Annotation dataset entries
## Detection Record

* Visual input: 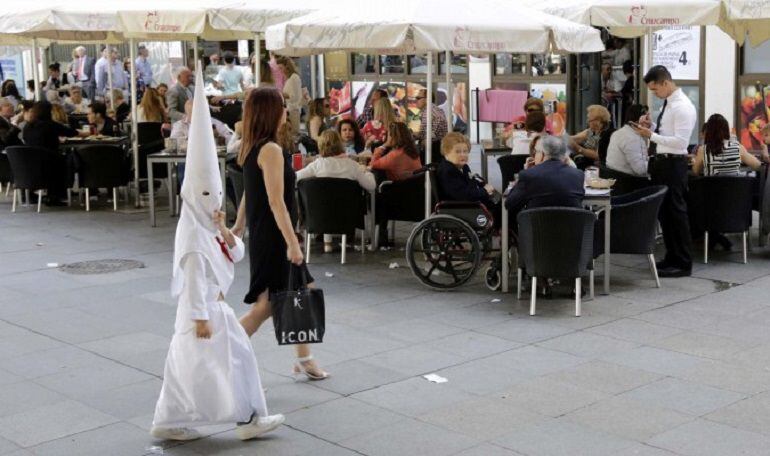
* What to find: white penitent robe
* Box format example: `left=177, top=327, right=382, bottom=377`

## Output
left=153, top=237, right=267, bottom=427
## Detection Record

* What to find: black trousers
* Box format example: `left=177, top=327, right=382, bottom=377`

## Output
left=649, top=155, right=692, bottom=271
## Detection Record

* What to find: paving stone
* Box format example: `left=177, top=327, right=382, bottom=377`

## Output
left=705, top=392, right=770, bottom=436
left=564, top=396, right=695, bottom=442
left=419, top=397, right=546, bottom=441
left=620, top=378, right=746, bottom=416
left=341, top=420, right=480, bottom=456
left=493, top=419, right=634, bottom=456
left=287, top=397, right=405, bottom=442
left=350, top=377, right=477, bottom=417
left=0, top=400, right=118, bottom=448
left=647, top=420, right=770, bottom=456
left=545, top=361, right=662, bottom=395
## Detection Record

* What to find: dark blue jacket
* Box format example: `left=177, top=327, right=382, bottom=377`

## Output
left=436, top=160, right=493, bottom=209
left=505, top=160, right=585, bottom=220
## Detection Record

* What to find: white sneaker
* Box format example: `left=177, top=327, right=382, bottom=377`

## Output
left=150, top=426, right=202, bottom=440
left=235, top=414, right=286, bottom=440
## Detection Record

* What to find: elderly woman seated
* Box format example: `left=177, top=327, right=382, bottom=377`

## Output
left=436, top=132, right=501, bottom=226
left=297, top=130, right=377, bottom=253
left=570, top=105, right=614, bottom=169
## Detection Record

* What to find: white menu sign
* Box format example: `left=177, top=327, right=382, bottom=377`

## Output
left=652, top=27, right=700, bottom=81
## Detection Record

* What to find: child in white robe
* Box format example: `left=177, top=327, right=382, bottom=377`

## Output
left=150, top=70, right=284, bottom=440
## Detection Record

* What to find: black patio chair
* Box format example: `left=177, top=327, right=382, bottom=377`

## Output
left=297, top=177, right=366, bottom=264
left=599, top=166, right=652, bottom=196
left=77, top=144, right=131, bottom=211
left=5, top=146, right=47, bottom=212
left=690, top=176, right=753, bottom=264
left=517, top=207, right=596, bottom=317
left=594, top=185, right=668, bottom=288
left=497, top=155, right=529, bottom=189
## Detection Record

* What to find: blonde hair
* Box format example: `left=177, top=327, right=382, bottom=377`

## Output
left=139, top=87, right=166, bottom=122
left=51, top=104, right=69, bottom=125
left=318, top=130, right=345, bottom=157
left=374, top=97, right=396, bottom=128
left=586, top=105, right=611, bottom=127
left=441, top=131, right=471, bottom=155
left=275, top=55, right=297, bottom=78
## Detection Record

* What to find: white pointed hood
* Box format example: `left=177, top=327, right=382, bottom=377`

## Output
left=166, top=66, right=230, bottom=297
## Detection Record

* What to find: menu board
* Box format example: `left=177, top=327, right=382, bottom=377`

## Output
left=652, top=27, right=700, bottom=81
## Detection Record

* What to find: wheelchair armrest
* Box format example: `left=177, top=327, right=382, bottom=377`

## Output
left=377, top=181, right=393, bottom=193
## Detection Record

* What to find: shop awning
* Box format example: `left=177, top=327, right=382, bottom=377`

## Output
left=265, top=0, right=604, bottom=55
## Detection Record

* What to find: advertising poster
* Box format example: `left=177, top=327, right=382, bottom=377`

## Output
left=652, top=27, right=700, bottom=81
left=739, top=83, right=770, bottom=151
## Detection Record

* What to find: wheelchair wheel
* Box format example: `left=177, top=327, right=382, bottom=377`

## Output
left=406, top=215, right=482, bottom=289
left=484, top=263, right=503, bottom=291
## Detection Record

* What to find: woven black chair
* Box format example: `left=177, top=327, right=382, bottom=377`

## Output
left=594, top=185, right=668, bottom=288
left=599, top=166, right=652, bottom=196
left=77, top=145, right=130, bottom=211
left=690, top=176, right=754, bottom=264
left=497, top=155, right=529, bottom=189
left=374, top=175, right=426, bottom=245
left=297, top=177, right=366, bottom=264
left=5, top=146, right=51, bottom=212
left=0, top=151, right=13, bottom=196
left=517, top=207, right=596, bottom=317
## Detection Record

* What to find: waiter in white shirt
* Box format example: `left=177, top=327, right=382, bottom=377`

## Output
left=635, top=65, right=697, bottom=277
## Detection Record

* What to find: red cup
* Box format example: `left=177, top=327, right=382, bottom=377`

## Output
left=291, top=154, right=302, bottom=171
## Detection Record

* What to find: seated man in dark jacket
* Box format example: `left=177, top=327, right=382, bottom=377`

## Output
left=505, top=136, right=585, bottom=231
left=436, top=132, right=501, bottom=226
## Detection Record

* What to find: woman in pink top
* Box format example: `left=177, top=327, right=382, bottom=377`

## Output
left=361, top=98, right=396, bottom=149
left=369, top=122, right=422, bottom=180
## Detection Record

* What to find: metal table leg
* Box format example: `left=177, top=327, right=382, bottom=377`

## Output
left=604, top=201, right=612, bottom=294
left=500, top=203, right=510, bottom=293
left=149, top=158, right=156, bottom=226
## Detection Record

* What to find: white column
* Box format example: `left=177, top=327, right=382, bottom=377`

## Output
left=425, top=52, right=433, bottom=218
left=32, top=38, right=40, bottom=101
left=254, top=33, right=262, bottom=87
left=128, top=38, right=140, bottom=207
left=192, top=38, right=198, bottom=71
left=310, top=55, right=318, bottom=100
left=106, top=43, right=115, bottom=109
left=444, top=51, right=454, bottom=127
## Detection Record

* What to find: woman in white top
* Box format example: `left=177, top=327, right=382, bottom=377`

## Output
left=276, top=56, right=304, bottom=132
left=692, top=114, right=762, bottom=176
left=297, top=129, right=377, bottom=253
left=607, top=104, right=648, bottom=177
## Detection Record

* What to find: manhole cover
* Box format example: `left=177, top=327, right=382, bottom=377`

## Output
left=59, top=260, right=144, bottom=275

→ The request
Extract every line of the material above word for word. Leave the pictures out.

→ Completed task
## Detection Record

* Visual input: 
* What to find: white penitent robe
* Box format example: `left=177, top=327, right=382, bottom=377`

## Output
left=153, top=237, right=267, bottom=427
## Detection Record

* What to find: black trousers
* Box format example: `left=177, top=327, right=382, bottom=377`

## Output
left=649, top=155, right=692, bottom=271
## Detection Record

* What to find: paving stone
* Box format example: `left=177, top=327, right=382, bottom=377`

## Output
left=705, top=392, right=770, bottom=436
left=564, top=396, right=695, bottom=442
left=419, top=397, right=546, bottom=441
left=620, top=378, right=746, bottom=416
left=341, top=420, right=480, bottom=456
left=493, top=419, right=634, bottom=456
left=287, top=397, right=405, bottom=442
left=350, top=377, right=477, bottom=417
left=0, top=400, right=118, bottom=448
left=647, top=420, right=770, bottom=456
left=545, top=361, right=662, bottom=395
## Detection Record

* What to find: dark blue jacket
* Box format example: `left=177, top=327, right=382, bottom=377`

## Output
left=436, top=160, right=493, bottom=209
left=505, top=160, right=585, bottom=220
## Detection Record

* What to find: white sneaker
* Box format example: `left=177, top=327, right=382, bottom=377`

## Output
left=150, top=426, right=202, bottom=440
left=235, top=414, right=286, bottom=440
## Detection Record

* What to find: elderly woman seated
* Box format example: `left=177, top=327, right=382, bottom=377`

## Output
left=436, top=132, right=501, bottom=226
left=297, top=130, right=377, bottom=253
left=570, top=105, right=614, bottom=169
## Detection Record

* What to find: white menu sign
* Box format example: `left=177, top=327, right=382, bottom=377`

## Output
left=652, top=27, right=700, bottom=81
## Detection Record

* What to find: child in white robe
* Box format example: `left=177, top=327, right=382, bottom=377`

## Output
left=150, top=70, right=284, bottom=440
## Detection Record

* What to find: black patio chair
* Box format example: `left=177, top=327, right=382, bottom=377`

## Output
left=297, top=177, right=366, bottom=264
left=599, top=166, right=652, bottom=196
left=77, top=144, right=131, bottom=211
left=5, top=146, right=47, bottom=212
left=690, top=176, right=753, bottom=264
left=517, top=207, right=596, bottom=317
left=594, top=185, right=668, bottom=288
left=497, top=155, right=529, bottom=189
## Detection Record

* What to find: blonde hair
* Box format example: `left=177, top=327, right=382, bottom=377`

## Output
left=139, top=87, right=166, bottom=122
left=51, top=104, right=69, bottom=125
left=318, top=130, right=345, bottom=157
left=374, top=97, right=396, bottom=128
left=586, top=105, right=611, bottom=127
left=441, top=131, right=471, bottom=155
left=275, top=55, right=297, bottom=78
## Detection Record

* What to find: white pointed hood
* Box format example: `left=177, top=327, right=382, bottom=377`

## Output
left=166, top=66, right=230, bottom=297
## Detection Record

* What to find: menu board
* Box format example: `left=177, top=327, right=382, bottom=377`

## Output
left=652, top=27, right=700, bottom=81
## Detection Record

* What to find: wheelchair armrest
* Box format example: `left=177, top=327, right=382, bottom=377`

## Output
left=377, top=181, right=393, bottom=193
## Detection Record

* What to find: shop awning
* Box format example: `left=177, top=327, right=382, bottom=377`

## Output
left=265, top=0, right=604, bottom=55
## Detection Record

* What to find: advertising poster
* Box format example: `left=177, top=327, right=382, bottom=377`

## Output
left=652, top=27, right=700, bottom=81
left=739, top=83, right=770, bottom=151
## Detection Record

* What to find: wheelchair wheel
* Box format example: `left=177, top=327, right=382, bottom=377`

## Output
left=406, top=215, right=482, bottom=289
left=484, top=263, right=503, bottom=291
## Detection Record

* What to find: woven black chair
* Box format example: `left=177, top=327, right=382, bottom=377`

## Output
left=594, top=185, right=668, bottom=288
left=599, top=166, right=652, bottom=196
left=77, top=145, right=130, bottom=211
left=690, top=176, right=754, bottom=264
left=497, top=155, right=529, bottom=189
left=374, top=175, right=426, bottom=245
left=297, top=177, right=366, bottom=264
left=5, top=146, right=51, bottom=212
left=0, top=151, right=13, bottom=196
left=517, top=207, right=596, bottom=317
## Detection Record

* What to find: waiter in white shirt
* Box format example: `left=177, top=327, right=382, bottom=377`

## Output
left=635, top=65, right=697, bottom=277
## Detection Record

* What to find: red cup
* Box format example: `left=177, top=327, right=382, bottom=377`

## Output
left=291, top=154, right=302, bottom=171
## Detection Record

* What to find: seated man in dark jacket
* Box format example: `left=177, top=327, right=382, bottom=377`

## Output
left=505, top=136, right=585, bottom=231
left=436, top=132, right=501, bottom=226
## Detection Record

* What to find: woman in pink top
* Box format example: `left=177, top=327, right=382, bottom=377`

## Output
left=361, top=98, right=396, bottom=149
left=369, top=122, right=422, bottom=180
## Detection Record

* What to find: metal table leg
* Box format example: `left=177, top=327, right=382, bottom=377`

## Output
left=604, top=201, right=612, bottom=294
left=500, top=203, right=510, bottom=293
left=149, top=158, right=156, bottom=226
## Detection Record

* What to find: white column
* Box format example: `left=177, top=327, right=382, bottom=377`

## Output
left=425, top=52, right=433, bottom=218
left=32, top=38, right=40, bottom=101
left=254, top=33, right=262, bottom=87
left=128, top=38, right=140, bottom=207
left=192, top=38, right=198, bottom=71
left=310, top=55, right=318, bottom=100
left=106, top=43, right=115, bottom=109
left=444, top=51, right=454, bottom=127
## Detection Record

* What to find: woman in white top
* Box format example: `left=177, top=327, right=382, bottom=377`

## Output
left=276, top=56, right=304, bottom=132
left=692, top=114, right=762, bottom=176
left=297, top=129, right=377, bottom=253
left=607, top=104, right=648, bottom=177
## Detection Record

* What to find: manhole cover
* Box format example: `left=177, top=327, right=382, bottom=377`

## Output
left=59, top=260, right=144, bottom=275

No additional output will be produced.